(Records from a dataset)
---*---
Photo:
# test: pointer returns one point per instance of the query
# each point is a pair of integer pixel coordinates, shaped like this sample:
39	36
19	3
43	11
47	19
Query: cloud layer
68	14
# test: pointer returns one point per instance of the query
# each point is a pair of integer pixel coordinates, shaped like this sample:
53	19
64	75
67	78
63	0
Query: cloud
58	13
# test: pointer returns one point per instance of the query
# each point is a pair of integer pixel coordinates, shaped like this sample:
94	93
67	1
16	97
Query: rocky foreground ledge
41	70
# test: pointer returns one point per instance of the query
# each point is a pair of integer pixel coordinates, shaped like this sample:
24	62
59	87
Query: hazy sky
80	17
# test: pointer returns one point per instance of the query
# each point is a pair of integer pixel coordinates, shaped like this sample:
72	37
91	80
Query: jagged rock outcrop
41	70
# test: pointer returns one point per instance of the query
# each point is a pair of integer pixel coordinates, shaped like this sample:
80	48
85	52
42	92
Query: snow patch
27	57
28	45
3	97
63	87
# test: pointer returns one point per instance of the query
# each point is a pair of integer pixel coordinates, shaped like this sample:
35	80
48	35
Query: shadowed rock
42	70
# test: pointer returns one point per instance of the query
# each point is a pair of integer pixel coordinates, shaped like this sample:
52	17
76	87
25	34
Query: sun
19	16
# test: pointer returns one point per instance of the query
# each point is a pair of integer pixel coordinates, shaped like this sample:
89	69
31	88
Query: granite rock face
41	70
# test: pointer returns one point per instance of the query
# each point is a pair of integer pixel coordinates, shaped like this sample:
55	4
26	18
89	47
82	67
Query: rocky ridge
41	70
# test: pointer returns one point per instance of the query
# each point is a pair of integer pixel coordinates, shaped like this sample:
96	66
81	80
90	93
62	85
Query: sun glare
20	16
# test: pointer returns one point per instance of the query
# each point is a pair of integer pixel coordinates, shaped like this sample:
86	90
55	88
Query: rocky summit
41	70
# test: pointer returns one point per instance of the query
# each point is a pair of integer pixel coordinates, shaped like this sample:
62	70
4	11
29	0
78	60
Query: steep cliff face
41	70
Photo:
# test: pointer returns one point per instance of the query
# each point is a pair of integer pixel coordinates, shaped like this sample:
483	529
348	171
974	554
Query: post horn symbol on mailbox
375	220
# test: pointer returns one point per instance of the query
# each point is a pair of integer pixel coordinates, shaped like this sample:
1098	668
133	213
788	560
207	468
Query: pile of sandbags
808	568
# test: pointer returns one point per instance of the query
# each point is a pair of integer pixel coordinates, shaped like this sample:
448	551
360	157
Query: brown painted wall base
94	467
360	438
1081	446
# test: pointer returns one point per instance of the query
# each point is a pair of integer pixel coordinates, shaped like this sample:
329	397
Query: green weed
---*---
DO THIS -
Report every line of the data above that contains the word "rocky". Case matters.

ANSWER -
Query: rocky foreground ledge
Query: rocky ridge
Query: rocky summit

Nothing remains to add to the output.